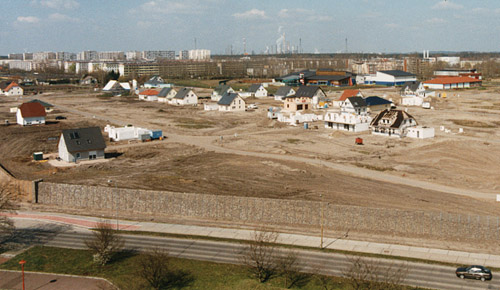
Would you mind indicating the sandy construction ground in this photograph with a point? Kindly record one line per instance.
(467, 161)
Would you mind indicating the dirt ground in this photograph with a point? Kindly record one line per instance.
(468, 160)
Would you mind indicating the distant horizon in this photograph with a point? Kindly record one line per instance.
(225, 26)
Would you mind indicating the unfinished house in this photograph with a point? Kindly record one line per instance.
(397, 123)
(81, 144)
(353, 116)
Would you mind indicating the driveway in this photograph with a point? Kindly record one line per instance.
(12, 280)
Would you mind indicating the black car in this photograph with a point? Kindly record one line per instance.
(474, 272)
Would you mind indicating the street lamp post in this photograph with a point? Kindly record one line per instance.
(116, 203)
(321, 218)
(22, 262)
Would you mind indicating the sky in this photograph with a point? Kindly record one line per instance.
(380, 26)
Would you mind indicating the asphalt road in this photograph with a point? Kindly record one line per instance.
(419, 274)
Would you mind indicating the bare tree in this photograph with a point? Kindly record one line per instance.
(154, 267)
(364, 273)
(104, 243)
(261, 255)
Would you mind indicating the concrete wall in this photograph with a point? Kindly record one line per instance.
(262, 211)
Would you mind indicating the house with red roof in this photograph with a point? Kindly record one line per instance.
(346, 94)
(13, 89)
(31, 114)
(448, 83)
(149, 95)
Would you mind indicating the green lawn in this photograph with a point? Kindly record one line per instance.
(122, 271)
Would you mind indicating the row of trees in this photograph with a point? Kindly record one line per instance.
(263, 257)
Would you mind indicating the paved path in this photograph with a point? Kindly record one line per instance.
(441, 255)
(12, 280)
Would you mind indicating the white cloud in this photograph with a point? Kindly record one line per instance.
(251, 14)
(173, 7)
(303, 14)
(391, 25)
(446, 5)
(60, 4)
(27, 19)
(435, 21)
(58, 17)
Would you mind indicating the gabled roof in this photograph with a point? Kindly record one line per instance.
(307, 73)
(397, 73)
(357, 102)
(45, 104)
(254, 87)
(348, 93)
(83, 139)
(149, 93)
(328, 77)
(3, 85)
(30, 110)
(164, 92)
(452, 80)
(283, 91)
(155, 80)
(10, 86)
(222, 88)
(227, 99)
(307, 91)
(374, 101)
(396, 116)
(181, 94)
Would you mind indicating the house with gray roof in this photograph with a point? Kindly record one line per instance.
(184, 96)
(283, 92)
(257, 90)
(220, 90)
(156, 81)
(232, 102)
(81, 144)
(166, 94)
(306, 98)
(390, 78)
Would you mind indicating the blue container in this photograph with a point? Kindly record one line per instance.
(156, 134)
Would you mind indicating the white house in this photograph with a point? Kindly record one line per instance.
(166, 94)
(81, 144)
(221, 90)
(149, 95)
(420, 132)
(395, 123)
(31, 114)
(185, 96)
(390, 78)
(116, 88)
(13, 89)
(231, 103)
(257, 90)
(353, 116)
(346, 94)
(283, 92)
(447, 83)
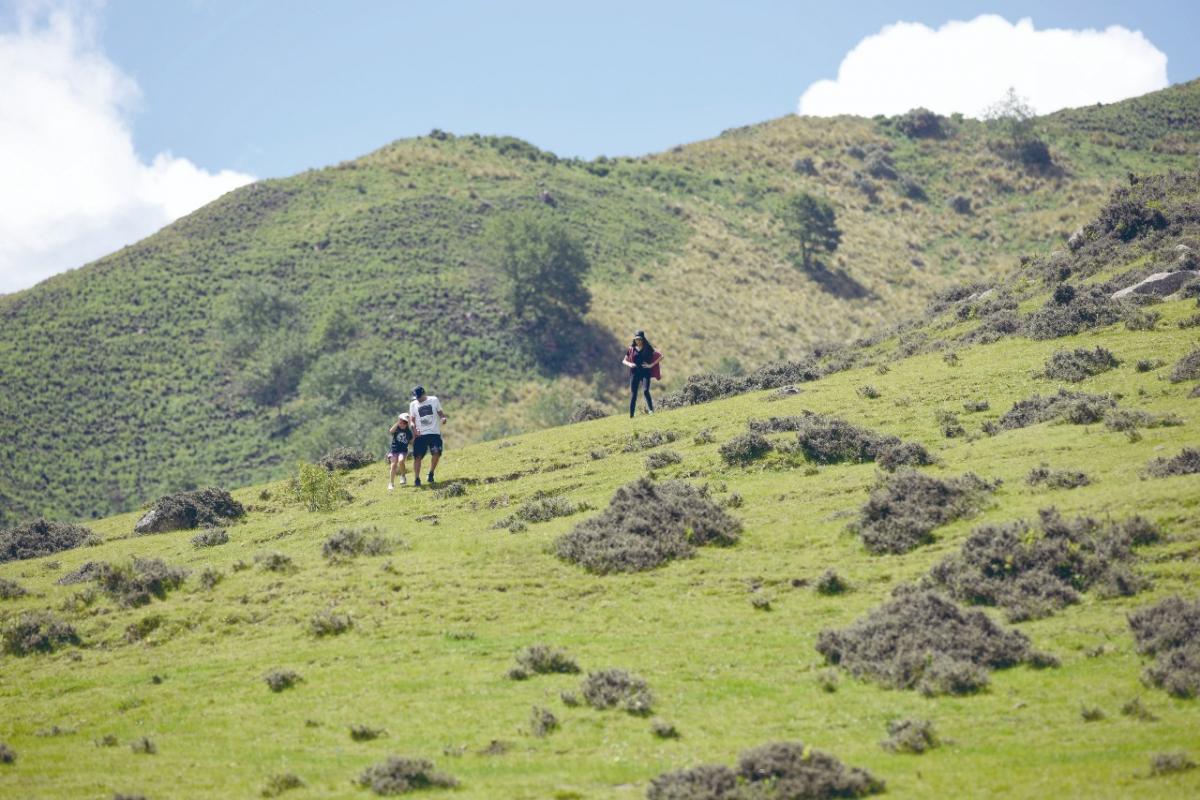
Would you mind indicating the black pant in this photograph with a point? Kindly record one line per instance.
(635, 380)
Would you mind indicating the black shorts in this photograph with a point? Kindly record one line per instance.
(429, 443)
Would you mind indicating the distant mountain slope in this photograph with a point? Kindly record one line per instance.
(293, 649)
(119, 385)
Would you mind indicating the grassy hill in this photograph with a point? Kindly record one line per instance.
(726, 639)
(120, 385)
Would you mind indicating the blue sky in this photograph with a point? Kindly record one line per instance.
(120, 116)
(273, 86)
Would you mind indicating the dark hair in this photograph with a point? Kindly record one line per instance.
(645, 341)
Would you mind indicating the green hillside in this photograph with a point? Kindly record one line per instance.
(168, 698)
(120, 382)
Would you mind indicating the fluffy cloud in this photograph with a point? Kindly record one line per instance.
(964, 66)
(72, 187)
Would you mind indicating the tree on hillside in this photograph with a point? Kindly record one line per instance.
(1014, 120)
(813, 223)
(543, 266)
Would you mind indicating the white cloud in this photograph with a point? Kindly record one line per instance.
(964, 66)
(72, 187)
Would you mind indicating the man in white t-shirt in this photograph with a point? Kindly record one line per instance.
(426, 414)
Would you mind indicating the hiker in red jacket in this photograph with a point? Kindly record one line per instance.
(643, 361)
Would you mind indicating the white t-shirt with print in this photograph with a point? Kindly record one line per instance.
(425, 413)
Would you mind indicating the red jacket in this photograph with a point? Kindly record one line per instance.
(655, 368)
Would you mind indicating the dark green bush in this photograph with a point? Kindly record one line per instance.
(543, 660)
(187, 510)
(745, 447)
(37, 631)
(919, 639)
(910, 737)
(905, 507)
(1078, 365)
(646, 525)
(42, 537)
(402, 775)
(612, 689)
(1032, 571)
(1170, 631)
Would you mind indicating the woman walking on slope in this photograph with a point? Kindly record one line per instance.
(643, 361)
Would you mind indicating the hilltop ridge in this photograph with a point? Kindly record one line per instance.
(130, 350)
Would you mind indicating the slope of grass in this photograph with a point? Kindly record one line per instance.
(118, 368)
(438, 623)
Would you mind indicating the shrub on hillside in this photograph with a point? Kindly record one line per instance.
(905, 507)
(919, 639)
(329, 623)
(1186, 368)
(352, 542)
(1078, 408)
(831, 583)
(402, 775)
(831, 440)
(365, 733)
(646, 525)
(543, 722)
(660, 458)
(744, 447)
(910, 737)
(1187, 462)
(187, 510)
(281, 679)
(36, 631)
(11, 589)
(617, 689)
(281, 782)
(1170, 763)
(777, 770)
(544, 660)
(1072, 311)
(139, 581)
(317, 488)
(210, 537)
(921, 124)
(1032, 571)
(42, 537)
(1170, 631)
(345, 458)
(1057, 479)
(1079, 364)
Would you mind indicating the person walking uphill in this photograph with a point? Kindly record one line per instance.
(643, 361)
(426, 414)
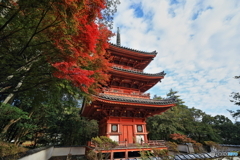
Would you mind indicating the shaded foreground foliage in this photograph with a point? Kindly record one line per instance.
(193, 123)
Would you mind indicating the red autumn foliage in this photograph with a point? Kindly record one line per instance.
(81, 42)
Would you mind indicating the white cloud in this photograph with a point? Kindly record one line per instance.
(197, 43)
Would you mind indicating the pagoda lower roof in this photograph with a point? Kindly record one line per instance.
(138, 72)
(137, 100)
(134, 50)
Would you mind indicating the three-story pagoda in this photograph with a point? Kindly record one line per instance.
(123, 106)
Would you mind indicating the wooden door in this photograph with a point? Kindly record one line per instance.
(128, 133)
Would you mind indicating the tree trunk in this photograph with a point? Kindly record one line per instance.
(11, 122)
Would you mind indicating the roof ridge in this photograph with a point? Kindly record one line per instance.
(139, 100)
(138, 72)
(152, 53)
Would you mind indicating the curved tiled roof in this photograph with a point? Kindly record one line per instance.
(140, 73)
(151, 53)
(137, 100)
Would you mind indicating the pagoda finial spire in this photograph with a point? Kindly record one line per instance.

++++++

Written request: Omit all pictures while transcribing the entries verbatim.

Expected answer:
Would you mind indicating the sandy construction ground in this photograph with a point? Kindly record one line per instance.
(467, 161)
Would you mind indicating the dirt ground in this photograph with a point? Kindly record one line per instance.
(468, 160)
Would you mind indicating the distant horizon in this photograph with a point? Kindly record one line per instance.
(225, 26)
Would you mind indicating the unfinished house in this photograph with a point? Kindly record one line per instance.
(397, 123)
(81, 144)
(353, 116)
Would you mind indicating the driveway in this photograph with a point? Kindly record one line per instance.
(12, 280)
Would you mind indicating the black car in this photograph with a point? Kindly record one line per instance.
(474, 272)
Would you mind indicating the street lamp post in this photograph with a point? Kindly record one line per instance.
(116, 203)
(321, 218)
(22, 262)
Would you mind indicating the sky in this photograph with a point? Kindly record one line per instance.
(380, 26)
Would you mind indicating the asphalt road in this photograph with a point? Kindly record one line per instance.
(419, 274)
Would you mind indicating the bare tree in this photograph with a point? Kindly record one line per instance.
(154, 267)
(364, 273)
(104, 243)
(261, 255)
Would you mind indicating the concrete wall in this photograph with a point? Kindly record one line per instance.
(262, 211)
Would you mind indicating the house with red roof in this photograph with a point? Kindly record one line per instance.
(346, 94)
(13, 89)
(31, 114)
(448, 83)
(149, 95)
Would you mind indicating the green lawn in this photograph with a point? Kindly record one line per instance.
(122, 271)
Would you mind indicating the row of trees in this photograph with a point? Kindly record one line per instance.
(263, 257)
Would you mind indicating the paved path in this photograph with a point? Kindly record one line per instance.
(441, 255)
(12, 280)
Would you mind indicating the white cloud in this photograph with a point? Kindly record one line per instance.
(251, 14)
(173, 7)
(303, 14)
(391, 25)
(446, 5)
(60, 4)
(27, 19)
(435, 21)
(58, 17)
Would you mind indicating the gabled roof in this photograph with a point? Kindly record one line per instance.
(307, 73)
(397, 73)
(357, 102)
(45, 104)
(254, 87)
(348, 93)
(83, 139)
(149, 93)
(328, 77)
(3, 85)
(30, 110)
(164, 92)
(452, 80)
(283, 91)
(155, 80)
(10, 86)
(222, 88)
(227, 99)
(307, 91)
(374, 101)
(396, 116)
(181, 94)
Would you mind indicating the house with gray roof in this photograph with a point? Kindly record one line per instance.
(184, 96)
(283, 92)
(257, 90)
(220, 90)
(156, 81)
(232, 102)
(81, 144)
(166, 94)
(306, 98)
(390, 78)
Would you mind indicating the blue container in this photograph with a point? Kindly record one line per instance.
(156, 134)
Would you mind indicating the white house in this photograph with a point? Kindly record one line per instance.
(166, 94)
(81, 144)
(221, 90)
(149, 95)
(420, 132)
(395, 123)
(31, 114)
(185, 96)
(390, 78)
(116, 88)
(13, 89)
(231, 103)
(257, 90)
(353, 116)
(346, 94)
(283, 92)
(447, 83)
Would you mind indicating the black pant in this photograph with a point? Kindly record one line per instance.
(635, 380)
Would you mind indicating the black shorts in this photograph with a point? Kindly record one line per instance.
(429, 443)
Would you mind indicating the distant mountain slope in this photograph with a point? Kindly record one line per instance.
(293, 649)
(119, 385)
Would you mind indicating the grassy hill in this photograph with a point? Kindly record one line per instance.
(726, 639)
(120, 385)
Would you mind indicating the blue sky in this photograph with a point? Kindly record one line per instance.
(120, 116)
(273, 86)
Would you mind indicating the dark hair in this photograph with a point? Kindly record one line per instance.
(645, 341)
Would you mind indicating the green hillside in this photograph with a point? Kindly record one line per instance.
(168, 698)
(120, 382)
Would you mind indicating the fluffy cloud in this photograph with a point? Kindly record one line per instance.
(964, 66)
(72, 187)
Would you mind indicating the tree on hillside in this photograph with a point? Kindly record one line per instance.
(1014, 120)
(813, 223)
(543, 266)
Would you mind indicating the white cloud in this photograph with a point? Kindly record one line per instance.
(964, 66)
(72, 187)
Would you mind indicating the man in white t-shirt in this photograph with a point? Kindly record one line per instance.
(426, 414)
Would you mind indicating the hiker in red jacket in this photograph with a point? Kindly record one line per instance.
(643, 361)
Would you mind indicating the white t-shirt with print in this photograph with a point? Kindly record one line per instance.
(425, 413)
Would you mind indicating the red jacket in this photograph with a point? Kindly record one line per instance.
(655, 368)
Would you mind indicating the dark green bush in this photograph with a point? Kindly record one line per instance.
(543, 660)
(187, 510)
(745, 447)
(37, 631)
(919, 639)
(910, 737)
(905, 507)
(1078, 365)
(646, 525)
(42, 537)
(402, 775)
(612, 689)
(1032, 571)
(1170, 631)
Would you mind indicating the woman walking on slope in this photograph with a point? Kindly record one line per instance.
(643, 361)
Would you mind indicating the hilltop ridge in this photograph with a point? Kindly record one line per instance.
(130, 350)
Would you mind indicating the slope of grass in this photograph with a point? Kindly record one line per instance.
(118, 368)
(438, 623)
Would you mind indicating the shrub on hillside in this photograph with a point? Kindly record one line per instance.
(905, 507)
(919, 639)
(329, 623)
(1186, 368)
(352, 542)
(1078, 408)
(831, 583)
(402, 775)
(831, 440)
(365, 733)
(646, 525)
(543, 722)
(660, 458)
(744, 447)
(910, 737)
(1187, 462)
(187, 510)
(281, 679)
(36, 631)
(11, 589)
(617, 689)
(281, 782)
(1170, 763)
(777, 770)
(544, 660)
(1072, 311)
(139, 581)
(317, 488)
(210, 537)
(921, 124)
(1032, 571)
(42, 537)
(1170, 631)
(345, 458)
(1057, 479)
(1079, 364)
Would you mind indicating the person walking uphill in this photograph with a point? Kindly record one line per instance.
(643, 361)
(426, 414)
Would you mind indicating the shaded foreground foliage in this photograph with a point? Kindly record one line per instance.
(193, 123)
Would you mind indicating the red autumn foliage in this photograph with a point? Kindly record one line per instance.
(81, 42)
Would you mind indicating the white cloud in this photograph with a point? Kindly record one line per instance.
(197, 43)
Would you mind indicating the pagoda lower roof in this photograph with a point? Kindly record one line per instance.
(138, 72)
(137, 100)
(134, 50)
Would you mind indicating the three-story pagoda in this photograph with a point? Kindly record one line per instance.
(123, 106)
Would you mind indicating the wooden door in this photograph with a point? Kindly record one line per instance.
(128, 133)
Would you mind indicating the tree trunk in this photograph with a point? Kindly record one line per instance.
(11, 122)
Would you mind indicating the roof ridge in this photograph with a point? Kindly record one line per instance.
(139, 100)
(138, 72)
(152, 53)
Would you mind indicating the curved tiled roof in this photograph with a point? Kindly record one line per instance.
(140, 73)
(151, 53)
(137, 100)
Would you mind indicating the pagoda finial spire in this photograph with a point? Kindly record one line per instance.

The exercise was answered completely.